:: SOURCE DOCUMENT

There’s a saying among arachnologists that you’re never more than five feet from a spider.
That’s especially true in British Columbia, where there are nearly 900 documented species of spiders — and likely many more that haven’t even been discovered yet.
This time of year, you’re likely to find some walking across your living room or in your bathtub. They might have slipped in through the crack under your door, or hitched a ride when you walked through a web in the garden.
But don’t worry, say local arachnologists. They are quite harmless and only there by accident.
It’s mating season in the spider world and males are wandering around looking for females, says Claudia Copley, collection manager and researcher in the entomology department of the Royal B.C. Museum.
“Males leave the web and go smelling for females,” she says. “He might follow the wall of the house and end up at a doorway or window, and they come in, not following a smell but by accident.
“They are looking for love in all the wrong places because they are often killed.”

::::
:: DATA EXTRACT

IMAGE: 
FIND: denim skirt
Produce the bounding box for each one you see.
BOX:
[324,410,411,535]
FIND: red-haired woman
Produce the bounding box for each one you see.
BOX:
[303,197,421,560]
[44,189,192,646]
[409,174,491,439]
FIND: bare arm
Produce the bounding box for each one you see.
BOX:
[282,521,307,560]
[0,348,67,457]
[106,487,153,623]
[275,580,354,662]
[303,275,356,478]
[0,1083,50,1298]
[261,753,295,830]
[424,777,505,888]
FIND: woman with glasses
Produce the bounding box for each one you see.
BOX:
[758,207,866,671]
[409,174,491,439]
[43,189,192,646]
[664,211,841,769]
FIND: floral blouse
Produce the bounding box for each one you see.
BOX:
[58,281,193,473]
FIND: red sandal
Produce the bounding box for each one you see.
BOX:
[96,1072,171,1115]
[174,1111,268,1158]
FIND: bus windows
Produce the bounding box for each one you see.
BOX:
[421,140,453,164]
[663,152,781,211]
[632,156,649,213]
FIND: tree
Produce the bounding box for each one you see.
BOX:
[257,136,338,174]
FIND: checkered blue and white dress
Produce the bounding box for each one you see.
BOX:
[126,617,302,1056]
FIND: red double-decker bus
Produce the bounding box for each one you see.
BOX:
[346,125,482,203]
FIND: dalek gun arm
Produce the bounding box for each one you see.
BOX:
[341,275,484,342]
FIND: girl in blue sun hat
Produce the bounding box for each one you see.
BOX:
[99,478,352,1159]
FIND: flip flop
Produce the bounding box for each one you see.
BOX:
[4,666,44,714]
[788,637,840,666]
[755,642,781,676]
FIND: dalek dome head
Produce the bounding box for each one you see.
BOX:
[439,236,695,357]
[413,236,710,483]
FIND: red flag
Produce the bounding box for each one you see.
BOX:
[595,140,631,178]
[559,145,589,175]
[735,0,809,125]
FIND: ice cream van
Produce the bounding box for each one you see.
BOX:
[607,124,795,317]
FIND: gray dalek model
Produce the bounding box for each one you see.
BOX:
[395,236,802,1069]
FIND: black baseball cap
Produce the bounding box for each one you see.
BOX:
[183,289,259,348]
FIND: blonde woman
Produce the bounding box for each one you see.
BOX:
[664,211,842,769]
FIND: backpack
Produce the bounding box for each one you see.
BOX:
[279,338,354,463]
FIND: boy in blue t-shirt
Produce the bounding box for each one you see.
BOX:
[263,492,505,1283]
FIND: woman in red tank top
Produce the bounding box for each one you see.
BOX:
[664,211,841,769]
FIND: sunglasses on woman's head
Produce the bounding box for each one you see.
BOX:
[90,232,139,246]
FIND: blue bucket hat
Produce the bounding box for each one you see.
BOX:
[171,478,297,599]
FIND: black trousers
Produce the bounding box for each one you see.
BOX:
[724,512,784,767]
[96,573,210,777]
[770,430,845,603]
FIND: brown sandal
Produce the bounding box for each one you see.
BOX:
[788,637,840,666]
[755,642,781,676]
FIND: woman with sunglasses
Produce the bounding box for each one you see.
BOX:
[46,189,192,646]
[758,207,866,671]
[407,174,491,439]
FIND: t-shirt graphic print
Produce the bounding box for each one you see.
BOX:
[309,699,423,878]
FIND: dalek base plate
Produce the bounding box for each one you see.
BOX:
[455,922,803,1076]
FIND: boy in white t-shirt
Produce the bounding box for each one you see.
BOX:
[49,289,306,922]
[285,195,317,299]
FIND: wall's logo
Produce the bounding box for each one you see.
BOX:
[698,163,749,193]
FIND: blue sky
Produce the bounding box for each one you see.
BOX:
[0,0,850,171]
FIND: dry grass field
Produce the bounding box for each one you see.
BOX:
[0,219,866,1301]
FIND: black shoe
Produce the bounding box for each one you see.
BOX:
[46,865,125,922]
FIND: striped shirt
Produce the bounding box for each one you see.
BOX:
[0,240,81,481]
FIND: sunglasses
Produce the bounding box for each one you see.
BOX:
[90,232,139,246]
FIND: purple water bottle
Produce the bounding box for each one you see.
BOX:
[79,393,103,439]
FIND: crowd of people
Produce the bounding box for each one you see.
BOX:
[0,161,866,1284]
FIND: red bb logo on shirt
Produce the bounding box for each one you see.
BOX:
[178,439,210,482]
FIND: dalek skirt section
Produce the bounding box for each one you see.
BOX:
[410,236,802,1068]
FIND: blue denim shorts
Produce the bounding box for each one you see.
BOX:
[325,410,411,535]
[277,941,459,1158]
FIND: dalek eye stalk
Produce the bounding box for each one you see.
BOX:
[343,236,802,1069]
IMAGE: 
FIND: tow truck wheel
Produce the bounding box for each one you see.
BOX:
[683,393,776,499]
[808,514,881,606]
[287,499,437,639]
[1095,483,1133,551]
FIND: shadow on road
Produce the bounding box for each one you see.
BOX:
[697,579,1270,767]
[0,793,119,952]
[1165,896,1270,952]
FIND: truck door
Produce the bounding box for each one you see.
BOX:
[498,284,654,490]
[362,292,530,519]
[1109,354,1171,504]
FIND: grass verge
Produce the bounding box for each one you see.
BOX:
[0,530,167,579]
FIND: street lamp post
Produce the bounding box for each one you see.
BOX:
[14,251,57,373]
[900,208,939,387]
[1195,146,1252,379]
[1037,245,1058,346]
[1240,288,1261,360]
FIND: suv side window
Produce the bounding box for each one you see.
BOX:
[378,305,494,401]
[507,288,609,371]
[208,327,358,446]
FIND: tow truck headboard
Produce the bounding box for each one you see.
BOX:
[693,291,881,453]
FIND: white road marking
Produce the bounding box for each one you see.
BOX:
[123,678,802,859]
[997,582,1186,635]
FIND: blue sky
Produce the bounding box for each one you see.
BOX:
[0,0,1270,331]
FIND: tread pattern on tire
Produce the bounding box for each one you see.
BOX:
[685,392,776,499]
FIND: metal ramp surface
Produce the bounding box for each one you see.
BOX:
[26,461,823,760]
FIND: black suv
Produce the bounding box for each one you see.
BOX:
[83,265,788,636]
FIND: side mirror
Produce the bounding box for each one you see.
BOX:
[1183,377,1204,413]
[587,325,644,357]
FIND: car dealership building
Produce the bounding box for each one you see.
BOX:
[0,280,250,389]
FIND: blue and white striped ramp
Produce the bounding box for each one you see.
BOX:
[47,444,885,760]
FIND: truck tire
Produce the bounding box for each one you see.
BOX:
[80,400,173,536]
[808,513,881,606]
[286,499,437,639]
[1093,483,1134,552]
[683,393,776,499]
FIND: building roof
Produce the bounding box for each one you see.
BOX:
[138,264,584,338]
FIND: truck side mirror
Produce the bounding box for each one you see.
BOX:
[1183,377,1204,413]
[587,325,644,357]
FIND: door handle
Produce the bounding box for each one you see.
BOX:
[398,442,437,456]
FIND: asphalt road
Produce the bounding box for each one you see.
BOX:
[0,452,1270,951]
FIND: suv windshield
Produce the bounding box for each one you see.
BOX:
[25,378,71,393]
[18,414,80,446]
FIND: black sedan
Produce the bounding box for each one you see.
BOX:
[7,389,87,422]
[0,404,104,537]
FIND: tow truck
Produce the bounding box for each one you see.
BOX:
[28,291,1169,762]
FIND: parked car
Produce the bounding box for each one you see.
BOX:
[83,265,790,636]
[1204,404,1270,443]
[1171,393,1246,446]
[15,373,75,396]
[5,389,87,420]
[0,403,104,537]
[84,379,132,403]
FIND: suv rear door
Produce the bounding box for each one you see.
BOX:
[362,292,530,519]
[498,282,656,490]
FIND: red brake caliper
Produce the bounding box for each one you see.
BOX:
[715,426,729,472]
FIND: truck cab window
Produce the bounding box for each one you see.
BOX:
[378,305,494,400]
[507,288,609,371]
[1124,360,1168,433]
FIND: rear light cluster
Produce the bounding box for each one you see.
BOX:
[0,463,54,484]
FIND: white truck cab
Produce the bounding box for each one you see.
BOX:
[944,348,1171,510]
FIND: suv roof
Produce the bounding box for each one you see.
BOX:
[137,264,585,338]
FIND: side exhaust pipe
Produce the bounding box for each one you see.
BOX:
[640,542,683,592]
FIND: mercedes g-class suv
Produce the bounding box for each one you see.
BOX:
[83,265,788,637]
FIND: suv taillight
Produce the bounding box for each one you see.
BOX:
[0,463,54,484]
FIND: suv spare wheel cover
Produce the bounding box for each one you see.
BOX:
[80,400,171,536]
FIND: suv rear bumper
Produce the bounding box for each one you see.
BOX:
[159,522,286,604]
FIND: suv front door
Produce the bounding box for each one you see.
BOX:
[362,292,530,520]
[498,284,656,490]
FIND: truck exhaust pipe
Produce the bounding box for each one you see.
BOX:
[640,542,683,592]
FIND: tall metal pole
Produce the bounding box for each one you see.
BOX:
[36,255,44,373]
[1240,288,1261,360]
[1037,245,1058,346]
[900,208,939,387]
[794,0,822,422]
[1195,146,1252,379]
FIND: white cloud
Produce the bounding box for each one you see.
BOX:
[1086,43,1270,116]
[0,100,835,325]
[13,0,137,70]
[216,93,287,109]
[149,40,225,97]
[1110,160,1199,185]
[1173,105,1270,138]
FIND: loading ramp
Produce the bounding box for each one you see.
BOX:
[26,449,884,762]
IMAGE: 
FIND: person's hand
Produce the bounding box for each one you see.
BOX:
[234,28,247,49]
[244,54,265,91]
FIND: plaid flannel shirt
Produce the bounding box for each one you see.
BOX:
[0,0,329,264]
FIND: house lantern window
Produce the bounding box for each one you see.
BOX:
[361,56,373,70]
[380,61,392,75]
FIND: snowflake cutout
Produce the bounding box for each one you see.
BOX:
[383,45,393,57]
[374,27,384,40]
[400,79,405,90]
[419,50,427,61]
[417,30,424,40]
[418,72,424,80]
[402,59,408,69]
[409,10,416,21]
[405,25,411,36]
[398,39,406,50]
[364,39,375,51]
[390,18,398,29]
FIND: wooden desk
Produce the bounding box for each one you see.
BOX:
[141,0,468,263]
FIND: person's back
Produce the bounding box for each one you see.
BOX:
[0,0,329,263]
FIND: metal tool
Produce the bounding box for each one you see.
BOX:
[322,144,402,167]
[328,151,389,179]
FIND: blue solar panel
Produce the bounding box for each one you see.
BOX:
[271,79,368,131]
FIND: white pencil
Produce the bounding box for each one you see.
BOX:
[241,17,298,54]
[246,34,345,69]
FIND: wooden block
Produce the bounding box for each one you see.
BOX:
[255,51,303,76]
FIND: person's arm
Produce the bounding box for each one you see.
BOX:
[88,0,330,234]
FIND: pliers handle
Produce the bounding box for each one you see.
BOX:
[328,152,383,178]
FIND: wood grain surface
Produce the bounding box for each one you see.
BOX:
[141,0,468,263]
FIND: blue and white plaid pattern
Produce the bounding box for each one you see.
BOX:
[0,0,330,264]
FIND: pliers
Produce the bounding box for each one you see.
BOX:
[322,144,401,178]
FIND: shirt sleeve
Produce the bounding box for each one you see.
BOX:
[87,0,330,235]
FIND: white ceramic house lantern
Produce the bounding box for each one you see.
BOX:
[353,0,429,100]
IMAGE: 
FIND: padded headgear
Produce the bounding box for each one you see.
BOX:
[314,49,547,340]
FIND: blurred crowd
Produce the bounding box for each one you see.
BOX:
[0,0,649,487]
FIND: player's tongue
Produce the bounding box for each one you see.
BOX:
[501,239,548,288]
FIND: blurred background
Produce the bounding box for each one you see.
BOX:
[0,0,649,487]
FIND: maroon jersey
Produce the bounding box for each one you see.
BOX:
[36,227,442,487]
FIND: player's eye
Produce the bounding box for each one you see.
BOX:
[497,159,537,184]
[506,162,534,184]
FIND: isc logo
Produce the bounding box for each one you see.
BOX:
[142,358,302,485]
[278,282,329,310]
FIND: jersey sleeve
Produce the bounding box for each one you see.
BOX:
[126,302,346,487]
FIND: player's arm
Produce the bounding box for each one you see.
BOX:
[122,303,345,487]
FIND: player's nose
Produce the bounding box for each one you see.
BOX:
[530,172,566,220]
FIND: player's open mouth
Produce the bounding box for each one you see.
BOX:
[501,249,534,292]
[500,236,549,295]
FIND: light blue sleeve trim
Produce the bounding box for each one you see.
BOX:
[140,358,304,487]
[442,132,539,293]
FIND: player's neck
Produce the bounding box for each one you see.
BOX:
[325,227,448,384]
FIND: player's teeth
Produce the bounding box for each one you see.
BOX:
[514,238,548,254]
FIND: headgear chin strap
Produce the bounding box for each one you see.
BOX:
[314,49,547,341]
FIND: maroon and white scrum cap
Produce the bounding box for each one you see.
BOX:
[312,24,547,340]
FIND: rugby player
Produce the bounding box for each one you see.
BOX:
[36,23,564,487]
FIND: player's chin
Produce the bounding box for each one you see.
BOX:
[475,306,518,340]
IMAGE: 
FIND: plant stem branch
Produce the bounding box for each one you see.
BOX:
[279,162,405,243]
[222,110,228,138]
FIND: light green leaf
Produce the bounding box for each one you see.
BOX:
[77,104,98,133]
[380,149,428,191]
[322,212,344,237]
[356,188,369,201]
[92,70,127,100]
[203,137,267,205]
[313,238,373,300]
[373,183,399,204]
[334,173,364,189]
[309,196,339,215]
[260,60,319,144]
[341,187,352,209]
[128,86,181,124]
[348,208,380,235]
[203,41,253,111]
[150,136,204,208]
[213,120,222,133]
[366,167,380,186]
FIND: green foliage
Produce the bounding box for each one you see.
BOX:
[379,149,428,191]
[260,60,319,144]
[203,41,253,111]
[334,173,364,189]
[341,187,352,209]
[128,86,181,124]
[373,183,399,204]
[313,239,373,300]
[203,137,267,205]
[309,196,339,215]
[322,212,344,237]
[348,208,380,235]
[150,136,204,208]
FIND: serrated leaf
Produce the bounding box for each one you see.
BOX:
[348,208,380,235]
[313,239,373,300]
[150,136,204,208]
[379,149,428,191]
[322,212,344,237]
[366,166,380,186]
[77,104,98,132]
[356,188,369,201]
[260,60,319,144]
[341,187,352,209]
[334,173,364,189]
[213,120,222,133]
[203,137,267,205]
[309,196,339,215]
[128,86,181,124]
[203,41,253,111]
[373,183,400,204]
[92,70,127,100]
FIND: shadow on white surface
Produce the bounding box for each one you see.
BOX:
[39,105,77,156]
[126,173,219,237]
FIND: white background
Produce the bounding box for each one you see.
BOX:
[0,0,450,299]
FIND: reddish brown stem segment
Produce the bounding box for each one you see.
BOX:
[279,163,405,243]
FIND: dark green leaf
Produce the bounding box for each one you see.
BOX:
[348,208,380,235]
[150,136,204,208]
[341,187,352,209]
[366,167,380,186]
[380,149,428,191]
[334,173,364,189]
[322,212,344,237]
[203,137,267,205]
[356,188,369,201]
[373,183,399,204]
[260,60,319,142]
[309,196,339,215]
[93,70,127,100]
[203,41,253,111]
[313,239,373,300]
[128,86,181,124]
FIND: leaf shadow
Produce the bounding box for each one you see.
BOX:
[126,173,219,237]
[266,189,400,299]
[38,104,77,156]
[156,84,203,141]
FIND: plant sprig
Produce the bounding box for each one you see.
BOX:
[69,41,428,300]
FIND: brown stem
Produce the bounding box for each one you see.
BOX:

::::

**ABOUT THIS TASK:**
Duplicate the part of the article on spiders that opens with the words containing "That’s especially true" and closes with "Royal B.C. Museum.". The listing was taken from a different source than the article on spiders.

**WRITTEN REPLY:**
That’s especially true in British Columbia, where there are nearly 900 documented species of spiders — and likely many more that haven’t even been discovered yet.
This time of year, you’re likely to find some walking across your living room or in your bathtub. They might have slipped in through the crack under your door, or hitched a ride when you walked through a web in the garden.
But don’t worry, say local arachnologists. They are quite harmless and only there by accident.
It’s mating season in the spider world and males are wandering around looking for females, says Claudia Copley, collection manager and researcher in the entomology department of the Royal B.C. Museum.